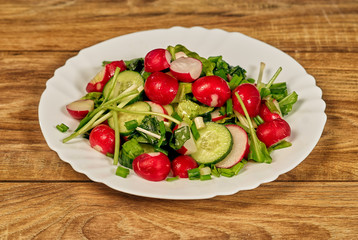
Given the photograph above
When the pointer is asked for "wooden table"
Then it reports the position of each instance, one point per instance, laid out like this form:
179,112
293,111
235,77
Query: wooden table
42,197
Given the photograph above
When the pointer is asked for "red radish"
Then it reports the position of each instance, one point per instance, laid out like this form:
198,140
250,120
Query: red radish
102,139
189,146
216,115
240,147
251,98
99,81
181,165
80,108
157,60
266,114
152,166
155,107
211,90
161,88
186,69
273,132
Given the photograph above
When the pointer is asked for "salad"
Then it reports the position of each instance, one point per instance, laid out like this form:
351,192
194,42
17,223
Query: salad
175,114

++++++++

Problem to solve
Copy the records above word for word, leaving out the pictures.

Task output
Given the photograph above
When the pointer is asked for "wooden table"
Then it reports the position of each instance, one point per instance, laid out like this form:
179,112
293,111
235,77
Query: wooden table
42,197
Given the photograph above
When the pointer is asked for "red radish"
Then it reports the position of each instance, one point per instance, laid out like this form:
198,140
250,120
Query: red radish
102,139
189,146
216,115
240,147
251,98
99,81
181,165
80,108
157,60
266,114
152,166
155,107
211,90
161,88
186,69
273,132
Given the photograph above
When the pointer is asked for "salad"
Then it reports the position of each instance, one point per instance, laid out like this form:
351,192
194,42
17,223
Query: salad
175,114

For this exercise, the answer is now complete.